## Dataset records
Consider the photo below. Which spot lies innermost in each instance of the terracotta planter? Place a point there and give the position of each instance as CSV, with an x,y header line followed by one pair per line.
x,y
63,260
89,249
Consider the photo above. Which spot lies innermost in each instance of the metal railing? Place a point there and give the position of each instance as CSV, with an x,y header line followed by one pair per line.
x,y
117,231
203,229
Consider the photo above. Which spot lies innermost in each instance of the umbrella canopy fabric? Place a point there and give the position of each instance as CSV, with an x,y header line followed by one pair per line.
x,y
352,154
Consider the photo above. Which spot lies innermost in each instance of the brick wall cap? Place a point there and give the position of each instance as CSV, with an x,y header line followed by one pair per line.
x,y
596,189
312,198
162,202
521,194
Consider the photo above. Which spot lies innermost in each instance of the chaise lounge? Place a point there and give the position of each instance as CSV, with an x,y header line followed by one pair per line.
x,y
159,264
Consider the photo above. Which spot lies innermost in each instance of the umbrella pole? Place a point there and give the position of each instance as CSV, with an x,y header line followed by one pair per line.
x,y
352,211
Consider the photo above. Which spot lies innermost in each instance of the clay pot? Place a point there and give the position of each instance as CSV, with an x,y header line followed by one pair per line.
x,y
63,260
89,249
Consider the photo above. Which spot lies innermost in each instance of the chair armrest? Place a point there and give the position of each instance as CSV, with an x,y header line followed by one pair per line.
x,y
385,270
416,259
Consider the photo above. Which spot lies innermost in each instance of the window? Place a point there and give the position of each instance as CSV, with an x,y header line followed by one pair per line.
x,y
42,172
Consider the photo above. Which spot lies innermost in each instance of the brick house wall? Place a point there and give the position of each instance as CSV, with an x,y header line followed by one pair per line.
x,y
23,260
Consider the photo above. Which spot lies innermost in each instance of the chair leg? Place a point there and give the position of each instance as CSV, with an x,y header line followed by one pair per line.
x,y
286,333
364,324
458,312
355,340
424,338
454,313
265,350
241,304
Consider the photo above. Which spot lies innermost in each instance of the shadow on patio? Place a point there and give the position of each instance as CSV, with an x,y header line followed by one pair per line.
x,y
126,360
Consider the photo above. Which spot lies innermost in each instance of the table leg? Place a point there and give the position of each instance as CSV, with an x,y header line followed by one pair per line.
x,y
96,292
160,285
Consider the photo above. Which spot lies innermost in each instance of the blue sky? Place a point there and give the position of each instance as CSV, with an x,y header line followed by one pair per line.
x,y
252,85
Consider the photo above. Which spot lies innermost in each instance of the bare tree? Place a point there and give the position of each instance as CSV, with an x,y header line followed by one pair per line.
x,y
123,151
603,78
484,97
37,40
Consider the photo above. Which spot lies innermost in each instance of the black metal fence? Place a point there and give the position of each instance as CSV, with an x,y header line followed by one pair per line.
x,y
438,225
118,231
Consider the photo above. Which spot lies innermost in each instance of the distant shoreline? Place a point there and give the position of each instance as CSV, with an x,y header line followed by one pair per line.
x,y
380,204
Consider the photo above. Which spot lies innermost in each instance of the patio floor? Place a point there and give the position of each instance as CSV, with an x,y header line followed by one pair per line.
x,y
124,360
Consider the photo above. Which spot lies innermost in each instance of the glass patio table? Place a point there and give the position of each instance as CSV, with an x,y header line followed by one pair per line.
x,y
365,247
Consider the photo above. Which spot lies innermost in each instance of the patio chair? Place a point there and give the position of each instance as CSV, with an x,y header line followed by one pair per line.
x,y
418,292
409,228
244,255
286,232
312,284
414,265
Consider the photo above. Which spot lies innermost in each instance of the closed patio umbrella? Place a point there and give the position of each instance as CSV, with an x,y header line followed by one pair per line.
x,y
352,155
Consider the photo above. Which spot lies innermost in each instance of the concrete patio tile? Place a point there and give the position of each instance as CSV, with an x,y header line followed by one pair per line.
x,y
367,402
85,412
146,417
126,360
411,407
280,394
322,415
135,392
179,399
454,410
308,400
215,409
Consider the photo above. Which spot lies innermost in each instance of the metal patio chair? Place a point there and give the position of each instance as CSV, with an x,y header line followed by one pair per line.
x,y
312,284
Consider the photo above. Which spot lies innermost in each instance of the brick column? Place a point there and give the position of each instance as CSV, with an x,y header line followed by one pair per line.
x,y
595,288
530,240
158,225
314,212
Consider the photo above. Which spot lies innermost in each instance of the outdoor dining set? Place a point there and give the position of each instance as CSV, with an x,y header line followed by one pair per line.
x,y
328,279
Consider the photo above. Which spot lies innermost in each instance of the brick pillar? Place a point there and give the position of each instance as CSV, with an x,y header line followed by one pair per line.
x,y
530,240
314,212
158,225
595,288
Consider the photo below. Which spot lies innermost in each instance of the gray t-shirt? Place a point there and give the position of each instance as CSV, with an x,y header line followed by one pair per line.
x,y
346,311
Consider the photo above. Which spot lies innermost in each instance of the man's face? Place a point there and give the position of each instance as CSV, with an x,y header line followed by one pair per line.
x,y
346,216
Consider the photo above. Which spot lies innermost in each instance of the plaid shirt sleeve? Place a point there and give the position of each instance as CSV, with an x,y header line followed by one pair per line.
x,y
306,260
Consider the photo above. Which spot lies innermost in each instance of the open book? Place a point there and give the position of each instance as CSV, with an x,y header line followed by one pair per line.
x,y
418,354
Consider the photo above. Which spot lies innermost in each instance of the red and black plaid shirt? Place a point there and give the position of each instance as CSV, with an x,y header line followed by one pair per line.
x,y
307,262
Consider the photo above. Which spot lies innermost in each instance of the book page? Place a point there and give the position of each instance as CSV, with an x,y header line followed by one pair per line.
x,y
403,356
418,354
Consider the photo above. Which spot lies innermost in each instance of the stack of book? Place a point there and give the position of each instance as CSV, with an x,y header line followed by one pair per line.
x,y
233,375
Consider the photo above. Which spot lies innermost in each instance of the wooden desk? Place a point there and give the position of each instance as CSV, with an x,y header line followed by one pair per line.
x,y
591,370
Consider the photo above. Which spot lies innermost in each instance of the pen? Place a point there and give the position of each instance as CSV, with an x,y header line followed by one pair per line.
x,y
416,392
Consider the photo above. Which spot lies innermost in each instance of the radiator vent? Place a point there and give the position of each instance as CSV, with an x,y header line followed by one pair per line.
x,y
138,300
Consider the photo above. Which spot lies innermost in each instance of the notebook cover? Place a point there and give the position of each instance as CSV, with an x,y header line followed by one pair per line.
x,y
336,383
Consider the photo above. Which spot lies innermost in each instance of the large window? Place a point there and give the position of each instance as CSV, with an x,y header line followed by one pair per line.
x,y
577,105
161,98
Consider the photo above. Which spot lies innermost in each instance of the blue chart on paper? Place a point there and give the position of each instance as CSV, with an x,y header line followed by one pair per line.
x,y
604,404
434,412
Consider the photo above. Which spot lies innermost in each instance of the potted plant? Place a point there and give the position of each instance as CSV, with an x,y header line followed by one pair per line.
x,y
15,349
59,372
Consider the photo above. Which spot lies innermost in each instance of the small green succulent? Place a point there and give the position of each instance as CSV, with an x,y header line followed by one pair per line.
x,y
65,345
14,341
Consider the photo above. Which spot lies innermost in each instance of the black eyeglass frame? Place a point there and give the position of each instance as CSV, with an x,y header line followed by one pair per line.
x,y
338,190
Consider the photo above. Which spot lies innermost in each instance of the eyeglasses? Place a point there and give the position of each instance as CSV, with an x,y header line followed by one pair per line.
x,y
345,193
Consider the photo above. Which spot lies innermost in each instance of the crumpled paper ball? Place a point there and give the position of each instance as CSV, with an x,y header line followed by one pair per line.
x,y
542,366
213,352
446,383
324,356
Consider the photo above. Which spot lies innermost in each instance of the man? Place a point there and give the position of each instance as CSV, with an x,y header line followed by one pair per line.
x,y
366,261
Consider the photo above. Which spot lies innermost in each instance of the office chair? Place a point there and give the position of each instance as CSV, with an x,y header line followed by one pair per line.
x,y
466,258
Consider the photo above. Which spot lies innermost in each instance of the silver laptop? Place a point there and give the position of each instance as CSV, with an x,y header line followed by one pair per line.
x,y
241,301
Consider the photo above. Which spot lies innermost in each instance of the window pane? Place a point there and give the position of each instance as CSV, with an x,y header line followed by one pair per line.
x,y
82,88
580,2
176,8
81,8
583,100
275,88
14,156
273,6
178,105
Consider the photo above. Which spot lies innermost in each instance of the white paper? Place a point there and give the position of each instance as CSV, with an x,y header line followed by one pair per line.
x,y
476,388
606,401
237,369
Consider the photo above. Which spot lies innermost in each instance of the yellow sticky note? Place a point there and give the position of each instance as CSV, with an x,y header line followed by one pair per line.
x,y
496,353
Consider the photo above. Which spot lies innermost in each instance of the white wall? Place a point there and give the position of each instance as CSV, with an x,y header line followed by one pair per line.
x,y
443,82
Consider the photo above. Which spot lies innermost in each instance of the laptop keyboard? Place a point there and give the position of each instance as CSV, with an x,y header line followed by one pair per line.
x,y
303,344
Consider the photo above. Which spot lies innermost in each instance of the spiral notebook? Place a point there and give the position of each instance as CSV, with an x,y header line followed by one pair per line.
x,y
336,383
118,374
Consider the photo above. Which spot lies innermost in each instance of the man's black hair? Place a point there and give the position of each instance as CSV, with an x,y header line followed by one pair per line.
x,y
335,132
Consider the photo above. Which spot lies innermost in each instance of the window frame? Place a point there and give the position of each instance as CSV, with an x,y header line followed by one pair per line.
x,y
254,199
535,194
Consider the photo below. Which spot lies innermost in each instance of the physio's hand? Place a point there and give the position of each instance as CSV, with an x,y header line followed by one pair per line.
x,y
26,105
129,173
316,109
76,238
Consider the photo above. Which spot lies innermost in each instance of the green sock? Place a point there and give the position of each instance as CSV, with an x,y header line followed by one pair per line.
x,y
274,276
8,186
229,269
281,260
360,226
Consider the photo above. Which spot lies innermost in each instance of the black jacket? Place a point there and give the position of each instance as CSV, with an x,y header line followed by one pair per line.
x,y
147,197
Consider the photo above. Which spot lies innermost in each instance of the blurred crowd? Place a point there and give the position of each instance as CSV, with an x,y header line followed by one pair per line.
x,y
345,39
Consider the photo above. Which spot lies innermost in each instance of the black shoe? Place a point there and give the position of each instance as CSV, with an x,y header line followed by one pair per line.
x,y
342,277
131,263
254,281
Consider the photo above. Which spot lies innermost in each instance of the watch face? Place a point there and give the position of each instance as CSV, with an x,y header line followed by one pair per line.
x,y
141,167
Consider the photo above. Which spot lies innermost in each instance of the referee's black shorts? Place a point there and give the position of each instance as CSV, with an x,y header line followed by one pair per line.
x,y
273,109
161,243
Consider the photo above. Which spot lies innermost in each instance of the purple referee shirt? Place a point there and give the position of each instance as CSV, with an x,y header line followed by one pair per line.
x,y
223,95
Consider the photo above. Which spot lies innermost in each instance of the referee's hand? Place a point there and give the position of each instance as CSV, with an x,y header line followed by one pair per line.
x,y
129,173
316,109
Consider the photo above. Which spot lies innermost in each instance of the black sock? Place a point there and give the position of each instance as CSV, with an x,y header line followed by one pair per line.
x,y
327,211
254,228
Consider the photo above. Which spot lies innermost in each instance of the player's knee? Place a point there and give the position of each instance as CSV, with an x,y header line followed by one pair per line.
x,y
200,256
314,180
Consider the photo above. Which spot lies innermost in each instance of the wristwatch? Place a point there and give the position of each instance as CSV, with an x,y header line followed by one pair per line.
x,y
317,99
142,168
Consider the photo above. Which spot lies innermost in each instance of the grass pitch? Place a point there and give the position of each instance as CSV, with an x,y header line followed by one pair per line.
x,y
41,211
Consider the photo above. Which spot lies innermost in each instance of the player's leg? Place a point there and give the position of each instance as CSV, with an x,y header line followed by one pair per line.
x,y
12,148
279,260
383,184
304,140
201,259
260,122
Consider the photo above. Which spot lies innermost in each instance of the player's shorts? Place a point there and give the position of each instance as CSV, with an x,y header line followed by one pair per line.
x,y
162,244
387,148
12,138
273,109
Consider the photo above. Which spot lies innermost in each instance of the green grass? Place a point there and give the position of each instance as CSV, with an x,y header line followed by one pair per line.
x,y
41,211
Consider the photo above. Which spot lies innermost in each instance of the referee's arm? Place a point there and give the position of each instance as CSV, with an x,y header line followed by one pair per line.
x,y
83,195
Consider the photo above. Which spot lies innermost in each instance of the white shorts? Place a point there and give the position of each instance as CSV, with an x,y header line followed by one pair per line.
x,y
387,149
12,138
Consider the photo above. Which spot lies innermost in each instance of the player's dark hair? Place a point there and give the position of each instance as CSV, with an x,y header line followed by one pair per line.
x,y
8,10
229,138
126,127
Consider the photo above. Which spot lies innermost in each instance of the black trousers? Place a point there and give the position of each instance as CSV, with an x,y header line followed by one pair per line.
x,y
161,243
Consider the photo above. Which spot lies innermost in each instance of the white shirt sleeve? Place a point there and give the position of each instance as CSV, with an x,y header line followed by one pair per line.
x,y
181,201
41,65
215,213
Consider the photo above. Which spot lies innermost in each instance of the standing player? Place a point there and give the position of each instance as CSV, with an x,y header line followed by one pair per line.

## Given request
Rescale the records, beginning at the line that has "the white shirt" and stopping after the last line of the records. Copy the requests unchanged, and multiply every coordinate in the answers by 0.95, rounding each to a whole number with halves rounded up.

## Task answer
Consider the photo above. Which spot lies innermost in each instance of the white shirt sleeve? Place a point there and give the position of each instance as CSV, with an x,y header line followed by one pair per line.
x,y
172,191
39,62
204,202
Consider the photo above. Which spot lies innermost in each instance of the standing player? Place a point there and give the position of each instance as CSV, with an x,y header line followed by one pair per line.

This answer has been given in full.